**ACTION ITEM**
Reproduce the entries from their first line up to and including the line with "560L964 1080H1423L1454 940L1034". Leave out everything after it.

**DATA FOR THIS EXERCISE**
↓↓↓

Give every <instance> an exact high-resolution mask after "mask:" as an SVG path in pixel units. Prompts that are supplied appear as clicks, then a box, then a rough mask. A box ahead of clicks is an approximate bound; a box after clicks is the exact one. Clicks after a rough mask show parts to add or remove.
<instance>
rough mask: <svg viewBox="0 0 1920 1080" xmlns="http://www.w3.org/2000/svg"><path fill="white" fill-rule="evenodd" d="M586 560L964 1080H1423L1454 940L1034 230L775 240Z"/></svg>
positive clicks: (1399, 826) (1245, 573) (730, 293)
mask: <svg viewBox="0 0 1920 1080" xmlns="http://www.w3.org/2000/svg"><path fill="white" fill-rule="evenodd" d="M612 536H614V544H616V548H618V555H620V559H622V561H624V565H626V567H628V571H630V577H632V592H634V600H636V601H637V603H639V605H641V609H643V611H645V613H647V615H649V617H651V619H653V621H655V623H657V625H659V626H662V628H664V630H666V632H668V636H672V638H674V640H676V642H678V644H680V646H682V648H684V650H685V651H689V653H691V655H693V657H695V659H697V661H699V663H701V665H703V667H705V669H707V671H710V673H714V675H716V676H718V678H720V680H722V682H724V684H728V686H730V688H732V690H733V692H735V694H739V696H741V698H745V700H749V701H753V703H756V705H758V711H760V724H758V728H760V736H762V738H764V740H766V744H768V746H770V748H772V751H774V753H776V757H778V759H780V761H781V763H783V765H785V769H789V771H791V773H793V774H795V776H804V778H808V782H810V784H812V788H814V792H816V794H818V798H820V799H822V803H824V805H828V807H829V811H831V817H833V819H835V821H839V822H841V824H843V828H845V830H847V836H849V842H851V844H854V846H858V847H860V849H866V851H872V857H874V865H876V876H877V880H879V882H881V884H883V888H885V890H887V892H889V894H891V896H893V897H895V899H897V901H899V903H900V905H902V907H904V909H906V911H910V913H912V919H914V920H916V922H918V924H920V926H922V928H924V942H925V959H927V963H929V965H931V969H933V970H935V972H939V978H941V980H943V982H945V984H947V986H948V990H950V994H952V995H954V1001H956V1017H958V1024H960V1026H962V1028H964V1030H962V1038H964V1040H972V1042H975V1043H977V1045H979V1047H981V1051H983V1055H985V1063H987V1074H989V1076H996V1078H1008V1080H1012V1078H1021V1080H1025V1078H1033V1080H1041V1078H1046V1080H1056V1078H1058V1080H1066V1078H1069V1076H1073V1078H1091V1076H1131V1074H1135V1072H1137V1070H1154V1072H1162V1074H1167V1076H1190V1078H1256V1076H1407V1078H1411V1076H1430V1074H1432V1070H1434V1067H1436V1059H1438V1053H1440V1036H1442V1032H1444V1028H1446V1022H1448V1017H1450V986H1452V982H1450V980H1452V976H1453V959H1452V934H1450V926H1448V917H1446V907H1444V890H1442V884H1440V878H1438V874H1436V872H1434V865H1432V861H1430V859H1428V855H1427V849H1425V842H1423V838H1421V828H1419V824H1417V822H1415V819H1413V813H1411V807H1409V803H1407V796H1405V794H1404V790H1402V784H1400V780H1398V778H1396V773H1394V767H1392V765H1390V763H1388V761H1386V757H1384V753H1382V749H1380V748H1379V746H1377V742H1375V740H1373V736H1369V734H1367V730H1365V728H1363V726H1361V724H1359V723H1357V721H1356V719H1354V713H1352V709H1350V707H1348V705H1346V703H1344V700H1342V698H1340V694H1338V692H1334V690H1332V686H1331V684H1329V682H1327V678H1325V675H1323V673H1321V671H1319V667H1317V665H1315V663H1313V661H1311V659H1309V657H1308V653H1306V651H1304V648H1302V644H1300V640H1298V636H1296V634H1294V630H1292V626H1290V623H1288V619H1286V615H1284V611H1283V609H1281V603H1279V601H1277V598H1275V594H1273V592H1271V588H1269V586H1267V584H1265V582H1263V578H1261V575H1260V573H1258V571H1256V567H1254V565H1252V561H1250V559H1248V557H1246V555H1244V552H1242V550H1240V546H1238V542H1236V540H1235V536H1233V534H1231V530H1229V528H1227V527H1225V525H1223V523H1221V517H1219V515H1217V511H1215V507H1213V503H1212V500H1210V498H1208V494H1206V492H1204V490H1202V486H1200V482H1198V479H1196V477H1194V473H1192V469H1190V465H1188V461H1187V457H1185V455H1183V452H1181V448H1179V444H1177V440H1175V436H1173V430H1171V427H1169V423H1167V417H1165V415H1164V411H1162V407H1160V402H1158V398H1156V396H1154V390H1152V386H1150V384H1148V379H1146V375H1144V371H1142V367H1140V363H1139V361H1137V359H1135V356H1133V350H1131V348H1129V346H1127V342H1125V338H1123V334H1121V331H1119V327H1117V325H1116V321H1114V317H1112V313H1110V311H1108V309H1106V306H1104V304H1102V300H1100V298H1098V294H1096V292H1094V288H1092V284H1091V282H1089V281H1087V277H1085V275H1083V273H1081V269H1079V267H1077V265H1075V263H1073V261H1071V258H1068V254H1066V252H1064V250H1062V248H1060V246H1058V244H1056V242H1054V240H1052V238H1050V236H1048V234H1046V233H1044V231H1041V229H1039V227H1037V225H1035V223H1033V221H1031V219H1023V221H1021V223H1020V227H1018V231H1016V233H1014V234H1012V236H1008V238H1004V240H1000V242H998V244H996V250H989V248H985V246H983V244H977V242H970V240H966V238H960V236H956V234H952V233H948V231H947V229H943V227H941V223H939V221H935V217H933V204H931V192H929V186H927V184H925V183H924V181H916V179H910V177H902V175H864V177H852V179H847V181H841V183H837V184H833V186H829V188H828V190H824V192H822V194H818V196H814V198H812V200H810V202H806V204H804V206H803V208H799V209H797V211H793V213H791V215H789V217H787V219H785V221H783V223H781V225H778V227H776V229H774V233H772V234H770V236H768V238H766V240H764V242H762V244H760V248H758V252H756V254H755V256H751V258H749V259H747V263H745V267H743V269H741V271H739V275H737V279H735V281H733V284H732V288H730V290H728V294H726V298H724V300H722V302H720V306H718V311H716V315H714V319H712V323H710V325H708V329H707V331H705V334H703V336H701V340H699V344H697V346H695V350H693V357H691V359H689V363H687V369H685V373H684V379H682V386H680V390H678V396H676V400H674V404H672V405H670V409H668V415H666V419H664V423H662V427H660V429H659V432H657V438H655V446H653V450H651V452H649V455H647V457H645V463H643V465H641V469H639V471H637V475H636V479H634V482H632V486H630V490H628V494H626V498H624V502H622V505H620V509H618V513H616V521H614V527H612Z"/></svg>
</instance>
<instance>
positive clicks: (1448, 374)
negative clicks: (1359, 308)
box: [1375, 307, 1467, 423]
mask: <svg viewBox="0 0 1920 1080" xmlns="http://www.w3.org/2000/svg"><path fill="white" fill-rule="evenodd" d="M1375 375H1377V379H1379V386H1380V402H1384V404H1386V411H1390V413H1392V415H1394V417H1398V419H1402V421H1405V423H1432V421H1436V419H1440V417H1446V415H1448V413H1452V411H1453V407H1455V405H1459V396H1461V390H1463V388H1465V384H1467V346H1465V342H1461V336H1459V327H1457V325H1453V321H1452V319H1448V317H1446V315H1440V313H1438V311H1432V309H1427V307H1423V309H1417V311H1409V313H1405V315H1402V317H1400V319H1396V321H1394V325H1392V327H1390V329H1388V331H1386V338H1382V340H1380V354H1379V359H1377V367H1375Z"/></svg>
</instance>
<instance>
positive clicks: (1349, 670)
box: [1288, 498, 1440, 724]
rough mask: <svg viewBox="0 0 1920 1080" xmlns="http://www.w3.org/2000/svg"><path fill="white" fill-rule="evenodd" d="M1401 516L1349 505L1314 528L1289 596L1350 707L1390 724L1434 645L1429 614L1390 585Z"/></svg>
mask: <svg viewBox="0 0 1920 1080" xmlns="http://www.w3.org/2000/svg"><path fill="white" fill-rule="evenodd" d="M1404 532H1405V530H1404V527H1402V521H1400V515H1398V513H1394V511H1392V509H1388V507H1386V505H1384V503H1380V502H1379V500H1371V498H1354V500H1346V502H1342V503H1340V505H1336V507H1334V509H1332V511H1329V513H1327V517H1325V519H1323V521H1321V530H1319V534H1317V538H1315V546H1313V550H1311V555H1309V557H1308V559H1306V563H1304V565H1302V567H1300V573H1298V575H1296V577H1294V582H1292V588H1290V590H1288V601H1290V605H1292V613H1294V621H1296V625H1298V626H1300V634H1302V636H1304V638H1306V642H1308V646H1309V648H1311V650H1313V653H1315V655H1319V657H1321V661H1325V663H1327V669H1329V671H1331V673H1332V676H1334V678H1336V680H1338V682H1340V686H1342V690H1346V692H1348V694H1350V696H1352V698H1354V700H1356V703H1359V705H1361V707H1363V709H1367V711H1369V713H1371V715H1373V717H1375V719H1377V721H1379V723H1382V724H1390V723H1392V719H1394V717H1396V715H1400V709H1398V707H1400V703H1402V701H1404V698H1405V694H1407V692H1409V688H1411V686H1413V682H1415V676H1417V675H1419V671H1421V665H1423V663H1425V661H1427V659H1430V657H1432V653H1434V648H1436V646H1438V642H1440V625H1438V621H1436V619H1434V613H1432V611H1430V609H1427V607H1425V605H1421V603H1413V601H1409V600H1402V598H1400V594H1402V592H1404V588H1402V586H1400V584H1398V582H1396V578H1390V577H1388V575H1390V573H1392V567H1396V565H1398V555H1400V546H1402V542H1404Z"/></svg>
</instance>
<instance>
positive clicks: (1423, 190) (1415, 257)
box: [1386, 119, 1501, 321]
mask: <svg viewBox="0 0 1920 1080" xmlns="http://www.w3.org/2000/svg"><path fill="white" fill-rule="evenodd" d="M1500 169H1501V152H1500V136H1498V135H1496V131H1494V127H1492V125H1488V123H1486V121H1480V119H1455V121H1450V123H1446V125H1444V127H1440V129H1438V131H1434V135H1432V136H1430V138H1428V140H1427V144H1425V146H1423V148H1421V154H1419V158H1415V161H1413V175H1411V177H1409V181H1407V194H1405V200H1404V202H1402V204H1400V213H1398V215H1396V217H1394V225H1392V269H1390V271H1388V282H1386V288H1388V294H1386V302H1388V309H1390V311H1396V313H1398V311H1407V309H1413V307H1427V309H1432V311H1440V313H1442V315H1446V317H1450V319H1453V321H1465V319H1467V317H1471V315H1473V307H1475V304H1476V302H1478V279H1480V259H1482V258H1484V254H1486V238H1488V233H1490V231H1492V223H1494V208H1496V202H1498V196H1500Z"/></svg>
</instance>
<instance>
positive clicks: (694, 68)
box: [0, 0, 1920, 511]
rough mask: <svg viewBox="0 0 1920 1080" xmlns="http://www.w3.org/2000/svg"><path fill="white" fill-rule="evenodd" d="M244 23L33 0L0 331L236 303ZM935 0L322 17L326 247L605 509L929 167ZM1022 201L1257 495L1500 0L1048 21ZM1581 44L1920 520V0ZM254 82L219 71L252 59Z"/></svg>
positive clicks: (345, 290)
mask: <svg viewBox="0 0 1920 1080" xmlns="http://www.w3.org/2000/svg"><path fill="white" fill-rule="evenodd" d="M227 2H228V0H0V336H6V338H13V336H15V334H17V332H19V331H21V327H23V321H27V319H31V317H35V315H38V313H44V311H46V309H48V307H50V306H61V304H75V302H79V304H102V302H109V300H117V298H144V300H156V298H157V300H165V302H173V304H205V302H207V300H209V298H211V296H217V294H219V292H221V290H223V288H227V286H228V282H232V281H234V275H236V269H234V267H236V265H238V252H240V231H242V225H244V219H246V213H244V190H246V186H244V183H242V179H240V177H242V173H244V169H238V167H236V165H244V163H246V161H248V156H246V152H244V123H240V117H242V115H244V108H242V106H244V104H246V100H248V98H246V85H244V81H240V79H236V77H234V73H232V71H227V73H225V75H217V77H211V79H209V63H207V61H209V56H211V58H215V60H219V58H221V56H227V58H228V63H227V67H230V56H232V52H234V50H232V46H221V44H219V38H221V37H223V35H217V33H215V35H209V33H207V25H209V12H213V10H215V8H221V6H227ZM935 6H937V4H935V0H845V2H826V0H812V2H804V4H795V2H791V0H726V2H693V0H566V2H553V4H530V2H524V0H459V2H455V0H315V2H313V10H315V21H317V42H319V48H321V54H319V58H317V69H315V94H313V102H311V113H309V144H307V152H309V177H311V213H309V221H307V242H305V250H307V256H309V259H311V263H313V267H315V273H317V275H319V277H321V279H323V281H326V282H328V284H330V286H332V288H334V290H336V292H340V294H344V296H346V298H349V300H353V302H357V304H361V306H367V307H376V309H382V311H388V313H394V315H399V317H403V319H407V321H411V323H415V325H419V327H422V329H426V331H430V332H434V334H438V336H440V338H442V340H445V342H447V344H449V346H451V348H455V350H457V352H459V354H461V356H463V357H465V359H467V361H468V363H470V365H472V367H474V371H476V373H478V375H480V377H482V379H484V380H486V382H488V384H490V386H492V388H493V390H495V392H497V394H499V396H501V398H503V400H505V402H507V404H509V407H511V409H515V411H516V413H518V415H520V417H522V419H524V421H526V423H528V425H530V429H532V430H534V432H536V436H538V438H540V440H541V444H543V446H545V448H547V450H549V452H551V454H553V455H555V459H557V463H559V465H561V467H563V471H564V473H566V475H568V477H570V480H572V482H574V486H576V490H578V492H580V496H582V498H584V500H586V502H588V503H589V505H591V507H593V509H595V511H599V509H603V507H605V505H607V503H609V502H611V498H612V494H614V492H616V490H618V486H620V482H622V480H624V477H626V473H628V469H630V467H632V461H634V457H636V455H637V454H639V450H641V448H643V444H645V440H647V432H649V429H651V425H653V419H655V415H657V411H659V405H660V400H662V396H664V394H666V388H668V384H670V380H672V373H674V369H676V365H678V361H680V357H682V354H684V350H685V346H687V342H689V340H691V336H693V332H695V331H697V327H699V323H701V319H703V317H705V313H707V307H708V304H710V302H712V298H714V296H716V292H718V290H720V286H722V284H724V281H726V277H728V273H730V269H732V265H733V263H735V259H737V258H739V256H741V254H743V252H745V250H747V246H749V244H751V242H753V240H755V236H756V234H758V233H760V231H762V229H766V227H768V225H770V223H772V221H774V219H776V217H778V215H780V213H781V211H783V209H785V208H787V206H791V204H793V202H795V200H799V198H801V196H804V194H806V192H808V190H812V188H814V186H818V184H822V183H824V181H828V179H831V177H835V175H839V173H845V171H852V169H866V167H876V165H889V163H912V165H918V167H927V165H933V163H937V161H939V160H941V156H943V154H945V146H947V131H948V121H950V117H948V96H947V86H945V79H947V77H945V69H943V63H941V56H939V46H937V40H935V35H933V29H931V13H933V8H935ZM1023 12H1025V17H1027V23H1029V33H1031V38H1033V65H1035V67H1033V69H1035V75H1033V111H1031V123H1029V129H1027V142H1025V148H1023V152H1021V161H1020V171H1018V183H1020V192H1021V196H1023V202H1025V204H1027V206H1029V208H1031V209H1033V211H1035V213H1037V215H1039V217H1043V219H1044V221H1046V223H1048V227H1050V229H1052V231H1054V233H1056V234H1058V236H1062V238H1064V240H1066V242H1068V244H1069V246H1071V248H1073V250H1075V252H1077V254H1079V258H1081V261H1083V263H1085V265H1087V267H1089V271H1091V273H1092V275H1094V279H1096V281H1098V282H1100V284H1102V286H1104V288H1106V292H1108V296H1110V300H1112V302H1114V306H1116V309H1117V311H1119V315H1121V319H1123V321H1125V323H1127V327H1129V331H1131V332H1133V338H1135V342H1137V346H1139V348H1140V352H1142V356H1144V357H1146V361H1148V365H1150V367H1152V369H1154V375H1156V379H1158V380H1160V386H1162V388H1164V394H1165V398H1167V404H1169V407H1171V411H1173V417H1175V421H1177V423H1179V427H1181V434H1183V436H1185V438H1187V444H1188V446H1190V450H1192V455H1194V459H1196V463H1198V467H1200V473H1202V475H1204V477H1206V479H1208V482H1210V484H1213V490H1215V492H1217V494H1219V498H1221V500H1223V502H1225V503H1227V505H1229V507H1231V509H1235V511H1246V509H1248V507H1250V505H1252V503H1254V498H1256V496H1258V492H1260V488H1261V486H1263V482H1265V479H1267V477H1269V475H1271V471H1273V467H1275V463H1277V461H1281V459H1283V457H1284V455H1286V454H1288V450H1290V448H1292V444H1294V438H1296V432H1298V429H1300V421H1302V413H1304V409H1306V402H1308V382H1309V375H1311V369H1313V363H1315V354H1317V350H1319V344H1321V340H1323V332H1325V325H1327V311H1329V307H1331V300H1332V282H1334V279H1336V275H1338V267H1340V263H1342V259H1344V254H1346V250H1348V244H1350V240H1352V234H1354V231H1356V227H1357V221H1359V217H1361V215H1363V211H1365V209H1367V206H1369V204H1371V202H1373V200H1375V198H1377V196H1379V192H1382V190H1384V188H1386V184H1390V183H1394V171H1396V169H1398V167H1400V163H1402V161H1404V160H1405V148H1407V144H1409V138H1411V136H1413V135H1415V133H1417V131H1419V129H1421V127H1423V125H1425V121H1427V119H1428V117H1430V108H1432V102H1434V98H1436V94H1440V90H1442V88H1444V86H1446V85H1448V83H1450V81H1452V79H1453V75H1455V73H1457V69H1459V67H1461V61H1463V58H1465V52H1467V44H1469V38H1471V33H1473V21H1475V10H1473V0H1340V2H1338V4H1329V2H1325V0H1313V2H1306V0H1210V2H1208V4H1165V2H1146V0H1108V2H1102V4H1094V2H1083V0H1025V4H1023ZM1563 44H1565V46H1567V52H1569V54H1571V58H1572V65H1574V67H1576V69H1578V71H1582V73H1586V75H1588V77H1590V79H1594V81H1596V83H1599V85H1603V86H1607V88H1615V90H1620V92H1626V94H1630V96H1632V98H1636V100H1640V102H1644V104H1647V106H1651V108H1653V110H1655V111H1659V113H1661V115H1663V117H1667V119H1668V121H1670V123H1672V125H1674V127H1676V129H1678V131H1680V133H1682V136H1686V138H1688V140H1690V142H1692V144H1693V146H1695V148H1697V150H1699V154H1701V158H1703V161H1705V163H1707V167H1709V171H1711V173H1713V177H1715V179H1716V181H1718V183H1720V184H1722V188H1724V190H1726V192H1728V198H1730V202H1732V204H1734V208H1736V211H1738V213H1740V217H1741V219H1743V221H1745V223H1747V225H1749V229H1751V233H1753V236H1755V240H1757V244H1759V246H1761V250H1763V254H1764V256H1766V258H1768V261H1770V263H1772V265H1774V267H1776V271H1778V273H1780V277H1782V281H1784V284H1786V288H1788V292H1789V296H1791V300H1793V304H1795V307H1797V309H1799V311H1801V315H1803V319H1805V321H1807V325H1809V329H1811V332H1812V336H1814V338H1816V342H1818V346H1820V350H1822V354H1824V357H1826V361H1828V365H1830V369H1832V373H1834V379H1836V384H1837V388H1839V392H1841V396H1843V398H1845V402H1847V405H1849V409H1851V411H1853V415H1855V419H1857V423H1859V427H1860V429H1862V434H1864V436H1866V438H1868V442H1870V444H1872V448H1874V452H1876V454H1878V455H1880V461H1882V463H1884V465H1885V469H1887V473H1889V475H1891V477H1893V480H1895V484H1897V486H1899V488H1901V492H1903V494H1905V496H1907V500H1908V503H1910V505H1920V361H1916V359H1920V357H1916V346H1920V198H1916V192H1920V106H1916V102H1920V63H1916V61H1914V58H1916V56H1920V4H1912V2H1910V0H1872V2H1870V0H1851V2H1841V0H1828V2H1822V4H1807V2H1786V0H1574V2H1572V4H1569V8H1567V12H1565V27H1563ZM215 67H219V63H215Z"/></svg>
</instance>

↑↑↑

**TASK RESULT**
Give every <instance> an exact high-resolution mask after "mask:" as an SVG path in pixel units. Prompts that are supplied appear as clicks, then a box, then a rough mask. A box ahead of clicks is an approximate bound; a box after clicks is the exact one. Clicks after a rough mask show parts to add or remove.
<instance>
rough mask: <svg viewBox="0 0 1920 1080" xmlns="http://www.w3.org/2000/svg"><path fill="white" fill-rule="evenodd" d="M586 560L964 1080H1423L1454 940L1034 230L775 240Z"/></svg>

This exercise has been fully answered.